■ **INSTRUCTIONS TO FOLLOW**: Could you return the entire listing below exactly as written?

■ **RECORDS FOR THIS TASK**:
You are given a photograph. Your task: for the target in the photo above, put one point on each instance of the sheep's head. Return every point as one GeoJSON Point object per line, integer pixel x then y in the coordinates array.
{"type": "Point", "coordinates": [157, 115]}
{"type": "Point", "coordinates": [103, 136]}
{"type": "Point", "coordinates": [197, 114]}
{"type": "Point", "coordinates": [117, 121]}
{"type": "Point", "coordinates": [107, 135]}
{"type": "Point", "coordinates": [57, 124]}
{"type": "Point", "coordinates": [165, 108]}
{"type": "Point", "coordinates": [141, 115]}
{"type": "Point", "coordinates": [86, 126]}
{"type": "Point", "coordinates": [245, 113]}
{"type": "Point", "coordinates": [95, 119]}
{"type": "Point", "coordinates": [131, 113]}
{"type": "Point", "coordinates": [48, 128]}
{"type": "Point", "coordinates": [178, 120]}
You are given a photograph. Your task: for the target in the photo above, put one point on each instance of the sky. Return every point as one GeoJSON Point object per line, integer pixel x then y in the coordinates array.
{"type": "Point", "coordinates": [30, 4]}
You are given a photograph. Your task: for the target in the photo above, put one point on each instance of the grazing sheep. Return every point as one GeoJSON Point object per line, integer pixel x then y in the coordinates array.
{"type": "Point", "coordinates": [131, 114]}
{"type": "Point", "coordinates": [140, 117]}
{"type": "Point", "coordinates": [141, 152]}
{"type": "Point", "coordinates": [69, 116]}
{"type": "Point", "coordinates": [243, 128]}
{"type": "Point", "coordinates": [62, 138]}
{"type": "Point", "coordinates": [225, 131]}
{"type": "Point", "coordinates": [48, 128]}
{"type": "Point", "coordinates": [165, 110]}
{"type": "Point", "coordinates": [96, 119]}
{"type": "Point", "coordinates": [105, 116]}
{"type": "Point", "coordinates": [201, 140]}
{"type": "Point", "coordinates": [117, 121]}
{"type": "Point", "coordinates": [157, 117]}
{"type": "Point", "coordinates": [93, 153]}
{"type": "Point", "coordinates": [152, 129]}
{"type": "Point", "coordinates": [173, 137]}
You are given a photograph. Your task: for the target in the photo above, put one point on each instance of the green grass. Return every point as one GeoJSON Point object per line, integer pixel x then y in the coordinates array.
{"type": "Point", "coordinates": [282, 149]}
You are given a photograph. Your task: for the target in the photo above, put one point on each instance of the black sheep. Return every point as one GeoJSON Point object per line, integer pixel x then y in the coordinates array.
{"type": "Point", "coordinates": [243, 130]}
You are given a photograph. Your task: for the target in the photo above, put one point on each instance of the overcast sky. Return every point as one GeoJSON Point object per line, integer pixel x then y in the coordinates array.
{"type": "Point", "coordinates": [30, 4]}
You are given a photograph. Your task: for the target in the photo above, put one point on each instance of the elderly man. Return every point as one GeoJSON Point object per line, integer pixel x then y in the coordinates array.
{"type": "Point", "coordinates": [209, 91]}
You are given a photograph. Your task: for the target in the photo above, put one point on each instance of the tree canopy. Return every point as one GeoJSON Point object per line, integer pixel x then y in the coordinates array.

■ **OUTPUT OF THE EXERCISE**:
You are given a photograph. Your task: for the target in the photo above, put one point on each instance of the sheep's head. Return every point as one GeoJSON Point object per line, integer pixel x then y in the coordinates array.
{"type": "Point", "coordinates": [157, 115]}
{"type": "Point", "coordinates": [103, 136]}
{"type": "Point", "coordinates": [197, 114]}
{"type": "Point", "coordinates": [117, 121]}
{"type": "Point", "coordinates": [107, 135]}
{"type": "Point", "coordinates": [57, 124]}
{"type": "Point", "coordinates": [165, 108]}
{"type": "Point", "coordinates": [141, 115]}
{"type": "Point", "coordinates": [86, 126]}
{"type": "Point", "coordinates": [245, 113]}
{"type": "Point", "coordinates": [95, 119]}
{"type": "Point", "coordinates": [131, 113]}
{"type": "Point", "coordinates": [48, 128]}
{"type": "Point", "coordinates": [178, 120]}
You are given a photograph. Your task: for the target in the photo above, put one point on each instance of the sky. Return every point as one GeoJSON Point object per line, integer pixel x then y in the coordinates array.
{"type": "Point", "coordinates": [30, 4]}
You are given a photograph. Your task: for the target in the photo above, put one point on each instance of the grazing sheep. Return every point as one GeoJSON Point object per line, integer pixel x then y in the coordinates array.
{"type": "Point", "coordinates": [131, 114]}
{"type": "Point", "coordinates": [140, 117]}
{"type": "Point", "coordinates": [141, 152]}
{"type": "Point", "coordinates": [69, 116]}
{"type": "Point", "coordinates": [243, 128]}
{"type": "Point", "coordinates": [62, 138]}
{"type": "Point", "coordinates": [225, 131]}
{"type": "Point", "coordinates": [48, 128]}
{"type": "Point", "coordinates": [165, 110]}
{"type": "Point", "coordinates": [96, 119]}
{"type": "Point", "coordinates": [105, 116]}
{"type": "Point", "coordinates": [201, 140]}
{"type": "Point", "coordinates": [117, 121]}
{"type": "Point", "coordinates": [157, 117]}
{"type": "Point", "coordinates": [93, 153]}
{"type": "Point", "coordinates": [152, 129]}
{"type": "Point", "coordinates": [173, 137]}
You are given a photograph. Your task: for the target in the photo above, put one point on each instance of the green grass. Return every point as one GeoJSON Point object per line, integer pixel x then y in the coordinates array.
{"type": "Point", "coordinates": [282, 149]}
You are given a photograph. Your task: for the target in the photo above, put one point on each instance of the black sheep. Return every point as one GeoJSON Point object per line, integer pixel x then y in the coordinates array.
{"type": "Point", "coordinates": [243, 130]}
You are given a photograph. Your task: for the target in the photo above, put one point on each instance of the overcast sky. Return every point as one GeoJSON Point object per line, integer pixel x then y in the coordinates array.
{"type": "Point", "coordinates": [30, 4]}
You are given a photograph. Your task: for the target in the photo above, put one point on each instance of the elderly man. Return every point as one GeoJSON Point object per line, integer pixel x then y in the coordinates array.
{"type": "Point", "coordinates": [209, 91]}
You are given a photograph. Your task: for the target in the photo above, put one point on each instance of the tree canopy. Return every point as one GeoJSON Point object per line, integer pixel x then y in the coordinates array.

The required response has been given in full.